▶ _Exercise details_: This exercise asks for an exact copy of the lines from the one containing "Target: dark trousers" through the final line of the material, with pictures omitted.

★ ★ ★ ★ ★ ★ ★

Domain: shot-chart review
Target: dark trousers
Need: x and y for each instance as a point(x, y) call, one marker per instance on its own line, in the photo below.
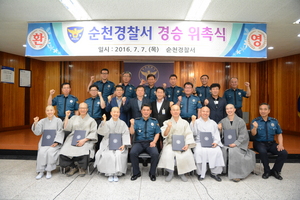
point(137, 149)
point(263, 148)
point(239, 112)
point(65, 161)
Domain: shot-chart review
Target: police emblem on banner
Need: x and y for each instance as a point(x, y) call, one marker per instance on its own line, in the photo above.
point(148, 69)
point(75, 33)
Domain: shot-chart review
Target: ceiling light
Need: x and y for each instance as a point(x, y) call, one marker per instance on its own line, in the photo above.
point(197, 9)
point(75, 9)
point(297, 22)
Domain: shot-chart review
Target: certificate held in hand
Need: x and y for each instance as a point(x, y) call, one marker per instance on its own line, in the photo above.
point(78, 135)
point(177, 142)
point(229, 137)
point(206, 139)
point(115, 141)
point(48, 137)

★ ★ ★ ★ ★ ★ ★

▶ _Answer section_:
Target: dark trousers
Need: x and y for each instance as a point(x, y) call, one marker per instance on its own line, in the photo below.
point(137, 149)
point(263, 148)
point(239, 112)
point(65, 161)
Domain: shot-chart review
Target: police emblem on banner
Need: x and y for each instance as a point(x, y) call, one marker per instance on its own line, in the photo above.
point(148, 69)
point(75, 33)
Domain: shot-chart review
Target: ceiling light
Need: x and y for each instance as a point(x, y) call, one marker per instance on its own line, in the photo above.
point(197, 9)
point(75, 9)
point(297, 22)
Domain: shot-chart review
Target: certificate held in hand
Need: x and y for each instance as a point(x, y) call, one marker per instance on its own line, in the photo above.
point(78, 135)
point(177, 142)
point(229, 137)
point(206, 139)
point(115, 141)
point(48, 137)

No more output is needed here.